━━ Extracted information

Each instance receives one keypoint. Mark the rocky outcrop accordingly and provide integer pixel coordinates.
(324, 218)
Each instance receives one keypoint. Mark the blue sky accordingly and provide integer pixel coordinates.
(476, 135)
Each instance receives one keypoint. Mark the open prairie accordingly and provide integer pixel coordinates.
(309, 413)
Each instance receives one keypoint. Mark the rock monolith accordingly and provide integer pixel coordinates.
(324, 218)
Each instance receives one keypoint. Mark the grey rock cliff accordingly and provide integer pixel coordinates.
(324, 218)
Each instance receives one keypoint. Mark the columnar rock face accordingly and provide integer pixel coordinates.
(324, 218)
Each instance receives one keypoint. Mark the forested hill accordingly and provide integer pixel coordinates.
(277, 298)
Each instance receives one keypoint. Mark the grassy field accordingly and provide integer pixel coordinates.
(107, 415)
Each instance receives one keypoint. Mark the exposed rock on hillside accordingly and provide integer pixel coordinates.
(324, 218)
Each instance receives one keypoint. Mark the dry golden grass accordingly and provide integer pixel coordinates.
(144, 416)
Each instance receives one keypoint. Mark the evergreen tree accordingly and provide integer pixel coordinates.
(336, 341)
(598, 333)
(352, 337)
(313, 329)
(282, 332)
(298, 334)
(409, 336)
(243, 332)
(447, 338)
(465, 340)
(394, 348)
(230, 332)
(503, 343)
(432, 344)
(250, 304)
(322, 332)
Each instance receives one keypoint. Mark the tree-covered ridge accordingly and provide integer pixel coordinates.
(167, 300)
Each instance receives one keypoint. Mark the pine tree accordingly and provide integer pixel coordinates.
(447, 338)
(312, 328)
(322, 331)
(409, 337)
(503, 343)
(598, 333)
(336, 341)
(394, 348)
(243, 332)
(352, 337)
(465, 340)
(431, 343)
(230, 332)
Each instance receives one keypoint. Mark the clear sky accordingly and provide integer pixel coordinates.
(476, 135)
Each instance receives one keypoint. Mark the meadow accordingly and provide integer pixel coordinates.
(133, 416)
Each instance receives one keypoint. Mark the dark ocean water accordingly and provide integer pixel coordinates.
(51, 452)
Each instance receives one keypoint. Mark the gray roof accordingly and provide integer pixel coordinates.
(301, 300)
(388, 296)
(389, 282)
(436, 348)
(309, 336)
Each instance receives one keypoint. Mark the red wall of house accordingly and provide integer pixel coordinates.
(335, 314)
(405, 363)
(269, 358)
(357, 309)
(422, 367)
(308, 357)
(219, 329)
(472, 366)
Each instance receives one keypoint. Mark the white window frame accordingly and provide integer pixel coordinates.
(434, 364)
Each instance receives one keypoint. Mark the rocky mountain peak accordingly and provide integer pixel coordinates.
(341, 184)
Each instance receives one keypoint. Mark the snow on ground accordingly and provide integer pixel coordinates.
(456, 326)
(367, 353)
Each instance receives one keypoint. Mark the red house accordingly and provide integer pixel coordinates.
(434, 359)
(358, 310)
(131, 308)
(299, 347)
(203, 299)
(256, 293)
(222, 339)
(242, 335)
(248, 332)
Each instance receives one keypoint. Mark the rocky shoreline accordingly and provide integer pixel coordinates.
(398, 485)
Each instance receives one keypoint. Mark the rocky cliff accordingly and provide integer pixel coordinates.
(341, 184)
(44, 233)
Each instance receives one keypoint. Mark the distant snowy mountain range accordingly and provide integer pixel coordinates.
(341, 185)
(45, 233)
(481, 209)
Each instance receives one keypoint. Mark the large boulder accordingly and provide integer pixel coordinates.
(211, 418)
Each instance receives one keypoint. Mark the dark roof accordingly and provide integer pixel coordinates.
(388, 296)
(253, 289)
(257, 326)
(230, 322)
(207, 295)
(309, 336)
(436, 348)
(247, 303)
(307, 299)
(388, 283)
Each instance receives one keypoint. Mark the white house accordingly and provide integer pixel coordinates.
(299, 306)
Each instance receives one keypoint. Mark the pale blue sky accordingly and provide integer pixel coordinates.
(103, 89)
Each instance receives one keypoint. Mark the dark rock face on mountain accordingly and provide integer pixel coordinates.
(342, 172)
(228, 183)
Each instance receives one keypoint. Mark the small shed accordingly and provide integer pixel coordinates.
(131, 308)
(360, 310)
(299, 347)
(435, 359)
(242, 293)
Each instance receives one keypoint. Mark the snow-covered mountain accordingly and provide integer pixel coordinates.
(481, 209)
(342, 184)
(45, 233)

━━━━

• [Short exercise]: Print the records once more, exactly as they were given.

• [Response]:
Each instance receives one keypoint. Mark the rocky outcrop accordingly and provide integer pixel coordinates.
(324, 218)
Each instance receives one keypoint. Mark the blue sky accordingly and provide integer pixel coordinates.
(476, 135)
Each instance receives one keypoint. Mark the open prairie accordingly and provide integer pixel coordinates.
(309, 413)
Each instance receives one keypoint. Mark the rock monolith accordingly and provide integer pixel coordinates.
(324, 218)
Each instance receives one keypoint. Mark the grey rock cliff accordingly and provide integer pixel coordinates.
(324, 218)
Each instance receives one keypoint. Mark the columnar rock face accordingly and provide integer pixel coordinates.
(324, 218)
Each instance receives one keypoint. Mark the forested hill accordingly and provide integer pixel coordinates.
(277, 298)
Each instance receives one keypoint. Mark the grassy field accordingly and provide integer pixel coordinates.
(107, 415)
Each instance receives one keypoint. Mark the exposed rock on hillside accordingly and provide integer pixel coordinates.
(324, 218)
Each instance receives one keypoint. Mark the dry golden grass accordingly and provide integer pixel coordinates.
(144, 416)
Each instance receives one keypoint. Mark the evergreen tree accordingly and provide integer pixel coordinates.
(336, 341)
(598, 333)
(352, 337)
(313, 329)
(282, 332)
(298, 334)
(409, 336)
(243, 332)
(447, 338)
(465, 340)
(394, 348)
(230, 332)
(503, 343)
(432, 344)
(250, 304)
(322, 332)
Each instance receives one keypoint. Mark the tree-covered ridge accordingly and provide integer pixel coordinates.
(167, 300)
Each instance receives one keypoint. Mark the pine tree accordingly and provide integer pixel coordinates.
(447, 338)
(312, 328)
(322, 331)
(409, 337)
(503, 343)
(598, 333)
(336, 341)
(394, 348)
(243, 332)
(352, 337)
(465, 340)
(431, 343)
(230, 332)
Each instance receives one keypoint. Mark the clear sky accordingly and provide integer pixel coordinates.
(476, 135)
Each instance receives one keypoint. Mark the meadow accordingly and provide integer pixel coordinates.
(133, 416)
Each instance receives one keypoint. Mark the dark ocean water accordingly and provide integer pixel coordinates.
(51, 452)
Each instance receives one keypoint. Mark the gray roof accordingly and provide integer pixel coordinates.
(301, 300)
(388, 296)
(389, 282)
(436, 348)
(309, 336)
Each instance receives one keypoint. Mark the red wall of house accordingly and provide integer pixel coordinates.
(335, 314)
(405, 363)
(269, 358)
(357, 309)
(422, 367)
(308, 357)
(219, 329)
(472, 366)
Each instance receives one keypoint. Mark the white window frame accordingly and provide integer pixel coordinates.
(434, 364)
Each instance receives one keypoint. Mark the rocky mountain peak accordingly and provide integer pixel coordinates.
(341, 184)
Each instance receives one keypoint. Mark the snow on ground accordingly and provide integer pixel coordinates.
(456, 326)
(367, 353)
Each instance receives one keypoint. Mark the red house accordingly and provide integer pixel coordinates.
(434, 359)
(358, 310)
(131, 308)
(299, 347)
(203, 299)
(256, 293)
(222, 339)
(242, 335)
(248, 332)
Each instance receives one keypoint. Mark the rocky shoreline accordingly and provide integer pixel coordinates.
(398, 485)
Each instance receives one keypoint. Mark the rocky cliff accordingly and provide integer pixel coordinates.
(341, 184)
(44, 233)
Each instance receives one keypoint. Mark the distant snowy mountain range accordingly and provide integer pixel coordinates.
(341, 185)
(45, 233)
(481, 209)
Each instance receives one keypoint. Mark the large boulder accordingly and provide integer pixel coordinates.
(211, 418)
Each instance receives one keypoint. Mark the dark roof accordingly and provide integer pixel coordinates.
(388, 296)
(253, 289)
(257, 326)
(230, 322)
(207, 295)
(309, 336)
(436, 348)
(247, 303)
(307, 299)
(388, 283)
Each instance receives one keypoint. Mark the white house accordingly and provide integer pixel coordinates.
(299, 306)
Each instance receives one keypoint. Mark the pale blue sky accordingly and provide integer pixel coordinates.
(103, 89)
Each instance receives one keypoint. Mark the dark rock face on mountain accordingly and provide integer pixel coordinates.
(342, 172)
(228, 183)
Each instance receives one keypoint. Mark the small shed accordingly and provide integer pixel coordinates.
(131, 308)
(360, 310)
(299, 347)
(435, 359)
(242, 293)
Each instance receives one keypoint. Mark the snow-covered mountain accordingly and provide integer pixel coordinates.
(481, 209)
(342, 184)
(45, 233)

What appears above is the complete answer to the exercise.